[Begin INPUT DATA]

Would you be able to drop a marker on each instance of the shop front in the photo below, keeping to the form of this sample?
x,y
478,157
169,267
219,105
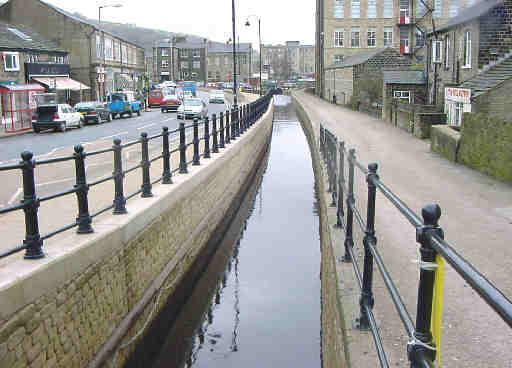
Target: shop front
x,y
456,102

[End INPUT DATA]
[Begin INPUT DATA]

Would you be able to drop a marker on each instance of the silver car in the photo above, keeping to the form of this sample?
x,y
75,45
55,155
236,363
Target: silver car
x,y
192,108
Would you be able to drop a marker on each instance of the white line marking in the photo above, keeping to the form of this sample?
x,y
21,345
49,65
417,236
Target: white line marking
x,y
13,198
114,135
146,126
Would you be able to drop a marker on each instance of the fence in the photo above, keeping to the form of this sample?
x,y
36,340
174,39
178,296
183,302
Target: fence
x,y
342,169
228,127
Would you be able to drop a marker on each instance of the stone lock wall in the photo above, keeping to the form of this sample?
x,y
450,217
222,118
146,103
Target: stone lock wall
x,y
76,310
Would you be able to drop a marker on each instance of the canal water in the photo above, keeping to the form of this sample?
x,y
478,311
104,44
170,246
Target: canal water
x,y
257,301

[End INPUT DATA]

[WHAT YOU HAVE TO DO]:
Pull out each line of the items above that contains the word "shop", and copy every such line in full.

[TASK ANSWER]:
Would you be able to drop a marker on each instance of the shop front in the photo below, keeping to the form of this sample?
Target: shop front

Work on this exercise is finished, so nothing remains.